- [TASK TO COMPLETE]: Every line of the records must be repeated exactly; pictures stay out.

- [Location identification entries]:
···

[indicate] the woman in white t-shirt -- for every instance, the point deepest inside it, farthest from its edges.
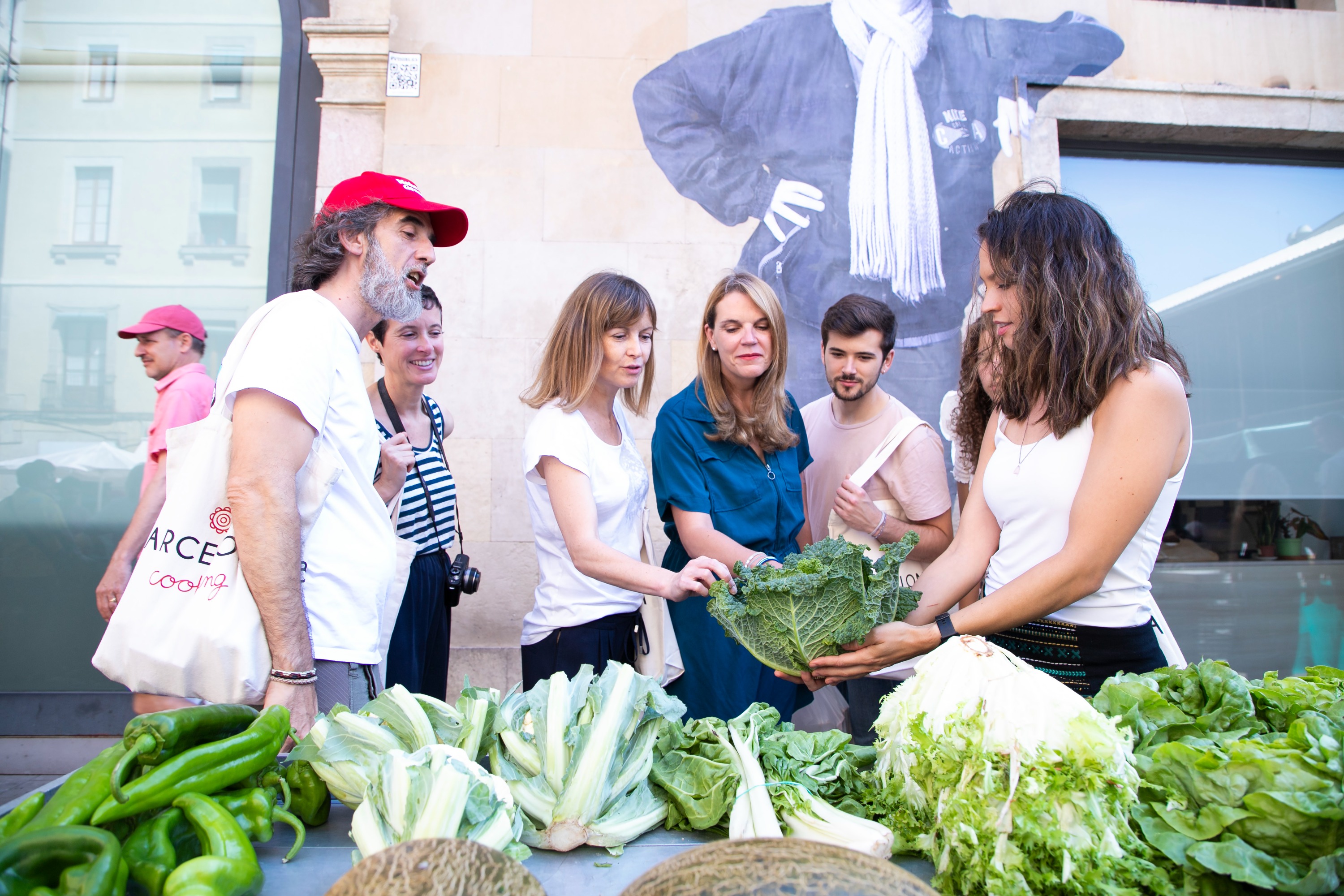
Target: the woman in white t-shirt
(1078, 470)
(588, 487)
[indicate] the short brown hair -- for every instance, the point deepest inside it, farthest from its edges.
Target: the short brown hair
(855, 315)
(975, 408)
(573, 353)
(771, 409)
(1084, 318)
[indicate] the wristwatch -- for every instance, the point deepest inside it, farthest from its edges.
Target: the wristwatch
(945, 628)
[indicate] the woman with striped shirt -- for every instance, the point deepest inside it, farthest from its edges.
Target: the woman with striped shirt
(412, 464)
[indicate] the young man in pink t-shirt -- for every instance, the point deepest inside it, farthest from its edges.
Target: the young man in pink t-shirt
(170, 342)
(843, 431)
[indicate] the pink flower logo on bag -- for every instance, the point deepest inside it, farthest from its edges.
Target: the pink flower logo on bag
(221, 520)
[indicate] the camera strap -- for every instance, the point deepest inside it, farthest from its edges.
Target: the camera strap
(437, 436)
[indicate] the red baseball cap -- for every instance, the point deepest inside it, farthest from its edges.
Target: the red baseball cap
(371, 187)
(170, 316)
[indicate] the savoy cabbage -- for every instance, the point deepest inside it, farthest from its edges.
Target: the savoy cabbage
(820, 599)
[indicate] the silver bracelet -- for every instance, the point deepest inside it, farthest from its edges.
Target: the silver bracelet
(881, 523)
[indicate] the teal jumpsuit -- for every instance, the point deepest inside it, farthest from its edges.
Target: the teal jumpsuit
(758, 505)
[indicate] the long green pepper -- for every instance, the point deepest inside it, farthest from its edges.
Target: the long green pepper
(81, 796)
(76, 859)
(203, 770)
(21, 814)
(156, 848)
(228, 866)
(158, 737)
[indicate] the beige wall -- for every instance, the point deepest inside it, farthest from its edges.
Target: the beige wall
(526, 120)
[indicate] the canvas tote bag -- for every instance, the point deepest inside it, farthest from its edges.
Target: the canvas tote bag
(658, 655)
(838, 528)
(187, 625)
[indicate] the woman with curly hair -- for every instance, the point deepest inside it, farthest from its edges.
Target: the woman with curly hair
(1080, 466)
(965, 410)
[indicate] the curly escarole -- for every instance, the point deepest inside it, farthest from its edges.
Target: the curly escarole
(820, 599)
(1007, 781)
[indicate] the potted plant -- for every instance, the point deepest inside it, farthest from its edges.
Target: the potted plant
(1292, 528)
(1266, 528)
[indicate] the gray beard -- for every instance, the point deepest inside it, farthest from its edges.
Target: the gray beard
(382, 289)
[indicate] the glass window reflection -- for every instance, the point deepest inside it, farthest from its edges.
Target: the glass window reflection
(138, 150)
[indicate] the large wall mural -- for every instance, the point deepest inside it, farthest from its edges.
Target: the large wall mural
(862, 134)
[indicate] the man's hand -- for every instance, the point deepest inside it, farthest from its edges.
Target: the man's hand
(857, 508)
(788, 194)
(814, 684)
(112, 586)
(885, 645)
(302, 702)
(398, 457)
(695, 578)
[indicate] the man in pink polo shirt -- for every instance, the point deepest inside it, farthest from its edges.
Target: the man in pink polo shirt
(170, 343)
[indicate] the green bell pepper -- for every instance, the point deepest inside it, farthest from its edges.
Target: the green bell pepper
(22, 814)
(311, 800)
(81, 796)
(269, 777)
(76, 859)
(158, 737)
(228, 866)
(256, 812)
(205, 770)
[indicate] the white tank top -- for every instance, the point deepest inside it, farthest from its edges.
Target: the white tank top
(1033, 509)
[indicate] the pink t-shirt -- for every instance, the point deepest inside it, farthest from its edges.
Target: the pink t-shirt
(183, 398)
(914, 476)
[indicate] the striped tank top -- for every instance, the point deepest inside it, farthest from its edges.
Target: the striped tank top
(413, 521)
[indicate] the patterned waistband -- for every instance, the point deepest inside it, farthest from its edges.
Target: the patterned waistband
(1049, 645)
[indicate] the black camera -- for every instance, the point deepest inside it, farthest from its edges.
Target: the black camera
(463, 578)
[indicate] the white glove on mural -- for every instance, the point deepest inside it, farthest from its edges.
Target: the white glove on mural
(1014, 120)
(787, 194)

···

- [FULL RESPONSE]:
[indicate] the woman in white t-shirt -- for every instance, the point deepest inside it, farthest from its edges.
Target: the woman in white t-shirt
(1078, 470)
(588, 487)
[indicate] the short brown hair -- for every instance, the point deepest inside it, farthest from its edges.
Target: the short brown hair
(855, 315)
(975, 408)
(573, 353)
(771, 409)
(1084, 318)
[indicate] the wristwatch -- for every instance, the point deepest inside it, farthest from its edges.
Target: the wristwatch
(945, 628)
[indicate] the woman with striped shirt -- for every instance, the point deepest inside it, farthest from its edges.
Target: the woman with striped shirt
(412, 464)
[indicate] the young man in pink t-shirt -- for every instance, the point deepest inside it, farthest from its edges.
Target: the young man in pink t-shirt
(170, 342)
(843, 431)
[indicate] the pink flower logo on bag -- for every instance, the point deepest inside it, farthest from its edges.
Target: the pink flower logo on bag
(221, 520)
[indicate] the camera strap -- for every instance, the point deepest inside it, farthest from its edges.
Target: the camera strap
(437, 436)
[indicate] the red baseball cap -- for every instance, the point deepest inside it, farthest from its edges.
Target: the red baseball cap
(371, 187)
(170, 316)
[indicate] the savoy cabbage -- for every instance, the point deepest inside it, farthest from its edges.
Target: the savoy cabbage
(820, 599)
[indicate] the silver bracelet -- for every instance, the point deepest inside it, farthest from its edges.
Target: the silver bracelet
(881, 523)
[indicate] the teal jumpsuit -- for every instance, the point deepest inside it, farthest from its edges.
Target: the teal jumpsuit
(758, 505)
[indicate] the long green pepper -- for every instance, the point deepest inside it, farthest from its edges.
Target: the long green pepper
(81, 796)
(76, 859)
(203, 770)
(21, 814)
(156, 848)
(228, 866)
(158, 737)
[indicate] the beige wall -- for every instance, the point deepest inside it, farthest from its edges.
Target: the beige wall
(526, 120)
[indicate] the canvas tote bag -- for every instance, the point deepest inside it, farthest from its edges.
Target: the canvas tote bag
(658, 655)
(838, 528)
(187, 625)
[indicate] the woman with curly hair -- for every instance, the point deepest inside it, farthest from its edges.
Target: the woman with curly hair
(1080, 466)
(965, 410)
[indicate] the curly escarole -- for every instance, the point deepest inside it, farthest from its edges.
Target: the curly escarole
(820, 599)
(1007, 781)
[indicate] the potted plant -- for every instance, the point deepest inside it, farthest from its edges.
Target: the potted plant
(1292, 528)
(1266, 528)
[indicate] the gray beard -- for every instance, the point deepest inside it, farthest from its edges.
Target: the gray beard
(382, 289)
[indicate] the glass window reflection -- for every instance, the point deepest inside it, farthest from its edges.
Target: the glass window reflection
(138, 150)
[indicate] the large wall mural -- for every instance, the point deepest inside it, farthest from its edges.
Target: the large wall mural
(862, 134)
[indicate] the man's hand -- for every instance, the point deepest inside it, farthest from its edges.
Target: the man's hand
(857, 508)
(788, 194)
(814, 684)
(112, 586)
(885, 645)
(302, 702)
(398, 457)
(695, 578)
[indicate] the man in pink polo shirt -- for every instance, the point deepest inside it, farthest from its edges.
Target: the man in pink polo shirt
(170, 343)
[indicate] the green bell pepper -- for every instance, the point deepest inside it, farthest from its edges.
Target: the green bell pepper
(22, 814)
(311, 800)
(81, 796)
(269, 777)
(76, 859)
(158, 737)
(228, 866)
(256, 812)
(205, 770)
[indicate] the white tank top -- for every instance, the point deepest inside it, farthest from its edges.
Target: the white tank top
(1033, 509)
[indicate] the pink t-shirt -- for every instance, the point deepest inside it, farthest from its edges.
Target: the pink t-shirt
(183, 398)
(914, 476)
[indicate] the striped tank top -- for every instance, the point deepest inside it, farthest from its edges.
Target: the striped tank top
(413, 521)
[indicate] the patterned waistband -- for every instance, the point deepest inside it, farthest from its edges.
Target: the patterned waistband
(1049, 645)
[indicate] the black camera -- for every instance, the point deepest inside it, farthest from its edges.
Target: the black camera
(463, 578)
[indicate] the white glove on mural -- for every instance, the point deepest inside it, farthest from its edges.
Target: the white glove on mural
(1014, 120)
(787, 194)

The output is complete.